■ **出典文書**
━━━━━━━━━━━━━━━━

「子どもの理性」 はやし浩司先生の育児・教育指導
「理性」とは、善と悪を両方に置き、その善悪の判断に従って冷静に考えたり行動したりする感覚のことを、理性という。
簡単に言えば、「バランス感覚」ということになる。
このバランス感覚に欠けると、子どもは極端なものの考え方をするようになる。
「地球の人口は多すぎるから、核兵器か何かで、人口の半分を殺せばいい」と言った男子高校生がいた。
あるいは「私は結婚して、早く未亡人になって、黒い喪服を着てみたい」と言った女子高校生がいた。そういうようなものの考え方をして、みじんも恥じなくなる。
子どもの理性は、かなり早い時期にできる。年長児の段階では、かなり決まっている。
たとえば「ブランコを横取りされました。あなたはどうしますか」という問題を出したとき、バランス感覚のすぐれている子どもは、「順番を待ってもらう」とか、「先生に言いつける」とか言う。
しかし中には、「そういうヤツはぶん殴ってやる」とか言う子どもがいる。
そこで私が「どうして?」と聞くと、「どうせ、そういうヤツは口で言っても、わからネエ」と。
このバランス感覚は、静かで穏やかな家庭環境ではぐくまれる。
もちろん愛情も大切だが、それ以上に大切なのは、子ども自身が静かに考えて行動する環境があるかどうか、だ。
神経質な過関心、威圧的な過干渉、さらには家庭騒動や家庭崩壊などがあると、子どもは心の落ち着きをなくし、ついでそのバランス感覚をなくす。
さらにたとえば極端に甘い父親、極端にきびしい父親が同居するようなばあいにも、子どもはこのバランス感覚をなくすこともある。J君(中一)がそうだった。
ある日私にこう言った。「先生、おれの親父ね、毎晩ひとりでこっそりと、エロビデオ、見てるんだよ。先生も見てるのか?」と。言ってよいことと悪いことの区別すらつかない。
昔からの裕福な家庭で、外見からは問題があるようには見えなかった。
しかしいろいろ話を聞くと、家庭をかえりみない父親、教育熱心な母親、それにデレデレに甘い祖父母と同居していることがわかった。

━━━━━━━━━━━━━━━━

■ **課題**
(A) 子どもの理性についての文章では、子どものバランス感覚はどのような家庭環境ではぐくまれるとされているか。
(B) 子どもの理性についての文章の続きを、最後の文のあとから書くこと。

━━━━━━━━━━━━━━━━

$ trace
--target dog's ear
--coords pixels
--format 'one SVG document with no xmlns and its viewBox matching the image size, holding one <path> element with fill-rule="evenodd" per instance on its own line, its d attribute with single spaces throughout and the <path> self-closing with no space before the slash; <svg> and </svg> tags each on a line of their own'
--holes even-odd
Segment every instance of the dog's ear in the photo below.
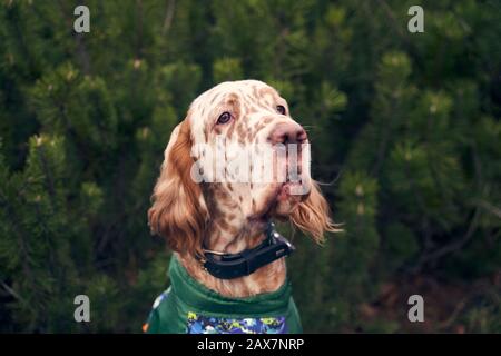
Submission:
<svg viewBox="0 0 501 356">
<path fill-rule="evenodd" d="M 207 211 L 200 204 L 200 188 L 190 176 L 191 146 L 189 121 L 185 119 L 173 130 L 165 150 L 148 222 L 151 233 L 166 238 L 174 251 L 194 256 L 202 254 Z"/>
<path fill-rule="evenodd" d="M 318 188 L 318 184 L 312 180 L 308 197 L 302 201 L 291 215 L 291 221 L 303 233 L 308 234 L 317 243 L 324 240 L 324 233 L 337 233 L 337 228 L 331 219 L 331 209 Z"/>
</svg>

━━━━━━━━━━━━━━━━

■ **解答一覧**
(A) 静かで穏やかな家庭環境ではぐくまれる。

(B)
つまりJ君の家庭では、J君に対してそれぞれがてんでバラバラな接し方をしていた。それが原因だった。
理性のこわいところは、それは一度破壊されると、以後、修復がたいへんむずかしくなるということ。
その後の経験で、理性的な判断力が育つことはあるかもしれないが、それは古いキズの上にかさぶたができるようなものではないか。
さらに幼児期に一度心がすさむと、それをなおすのは、不可能とさえ言える。要はそういう状態にまで子どもを追いつめないということ。幼児期に一度キズついた心は、顔についたキズのようで、消えることはない。
ついでに一言。理性はつくるのに、数年かかるが、こわすのは、半日でよい。
それくらいデリケートなものであることを忘れてはならない。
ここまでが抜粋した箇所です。